Collect the lines of the entries where "sign" shows up.
*** Data listing Section Begins ***
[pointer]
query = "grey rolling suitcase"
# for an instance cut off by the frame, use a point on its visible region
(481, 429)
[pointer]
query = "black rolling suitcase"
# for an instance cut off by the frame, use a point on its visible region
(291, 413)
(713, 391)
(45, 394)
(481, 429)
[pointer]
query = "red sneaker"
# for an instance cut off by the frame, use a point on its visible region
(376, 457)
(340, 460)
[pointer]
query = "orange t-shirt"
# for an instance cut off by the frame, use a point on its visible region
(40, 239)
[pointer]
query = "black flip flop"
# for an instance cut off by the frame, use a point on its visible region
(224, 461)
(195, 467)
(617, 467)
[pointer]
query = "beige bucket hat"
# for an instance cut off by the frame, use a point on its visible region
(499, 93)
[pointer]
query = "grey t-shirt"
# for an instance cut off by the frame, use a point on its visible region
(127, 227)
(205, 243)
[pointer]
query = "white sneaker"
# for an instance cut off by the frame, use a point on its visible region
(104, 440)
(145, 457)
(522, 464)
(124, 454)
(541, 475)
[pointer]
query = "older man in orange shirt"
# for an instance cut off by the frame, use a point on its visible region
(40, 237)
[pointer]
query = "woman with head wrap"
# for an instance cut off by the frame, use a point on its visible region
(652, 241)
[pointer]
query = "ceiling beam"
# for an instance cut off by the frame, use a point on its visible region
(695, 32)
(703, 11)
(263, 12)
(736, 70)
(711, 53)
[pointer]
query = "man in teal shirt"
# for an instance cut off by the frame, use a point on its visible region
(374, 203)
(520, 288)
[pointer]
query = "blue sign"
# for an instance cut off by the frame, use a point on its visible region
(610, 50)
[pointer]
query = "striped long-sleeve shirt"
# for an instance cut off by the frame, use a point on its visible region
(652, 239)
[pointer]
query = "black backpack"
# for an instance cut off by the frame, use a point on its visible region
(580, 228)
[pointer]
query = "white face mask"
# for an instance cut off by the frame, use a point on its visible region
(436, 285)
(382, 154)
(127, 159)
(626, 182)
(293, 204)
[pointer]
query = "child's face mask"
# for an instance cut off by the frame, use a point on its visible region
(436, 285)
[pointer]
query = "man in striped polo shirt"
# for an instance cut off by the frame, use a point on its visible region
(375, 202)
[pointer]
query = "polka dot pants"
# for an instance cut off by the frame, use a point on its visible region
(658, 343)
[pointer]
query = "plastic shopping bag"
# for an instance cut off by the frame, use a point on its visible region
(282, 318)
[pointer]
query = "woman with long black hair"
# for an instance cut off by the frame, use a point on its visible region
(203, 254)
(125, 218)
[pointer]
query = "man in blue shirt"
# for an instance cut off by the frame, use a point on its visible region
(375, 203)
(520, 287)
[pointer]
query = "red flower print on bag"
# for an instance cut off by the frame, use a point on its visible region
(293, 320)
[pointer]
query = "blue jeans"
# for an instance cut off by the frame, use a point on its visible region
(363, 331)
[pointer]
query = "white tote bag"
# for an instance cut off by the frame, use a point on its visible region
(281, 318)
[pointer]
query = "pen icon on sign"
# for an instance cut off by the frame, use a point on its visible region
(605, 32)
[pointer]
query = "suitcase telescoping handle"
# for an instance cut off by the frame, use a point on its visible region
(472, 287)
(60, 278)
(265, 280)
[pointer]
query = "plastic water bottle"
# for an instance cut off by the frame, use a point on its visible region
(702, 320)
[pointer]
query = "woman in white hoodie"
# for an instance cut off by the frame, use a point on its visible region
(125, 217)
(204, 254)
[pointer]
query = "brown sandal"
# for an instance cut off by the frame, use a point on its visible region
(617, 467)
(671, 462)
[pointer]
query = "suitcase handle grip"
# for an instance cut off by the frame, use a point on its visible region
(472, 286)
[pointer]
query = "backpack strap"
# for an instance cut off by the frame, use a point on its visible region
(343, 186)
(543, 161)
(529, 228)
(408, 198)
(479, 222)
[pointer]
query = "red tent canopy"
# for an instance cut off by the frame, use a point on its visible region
*** Data listing Section Ends ***
*** Data listing Section Begins ***
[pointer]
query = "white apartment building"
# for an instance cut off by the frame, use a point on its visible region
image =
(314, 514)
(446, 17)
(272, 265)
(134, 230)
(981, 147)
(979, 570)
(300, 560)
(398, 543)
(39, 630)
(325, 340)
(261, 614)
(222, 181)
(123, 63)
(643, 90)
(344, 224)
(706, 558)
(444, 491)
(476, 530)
*** Data listing Section Ends ***
** Response to this exercise **
query = "blue sign"
query = "pen icon on sign"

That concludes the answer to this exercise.